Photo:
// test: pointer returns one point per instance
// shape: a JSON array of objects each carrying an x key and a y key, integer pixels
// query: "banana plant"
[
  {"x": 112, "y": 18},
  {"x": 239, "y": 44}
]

THE PROBLEM:
Each record is to be restated word for word.

ANSWER TO THIS EXERCISE:
Photo:
// test: pointer returns one point per instance
// shape: a JSON array of objects each carrying an x key and a y key, integer pixels
// query: "banana plant"
[
  {"x": 112, "y": 18},
  {"x": 239, "y": 44}
]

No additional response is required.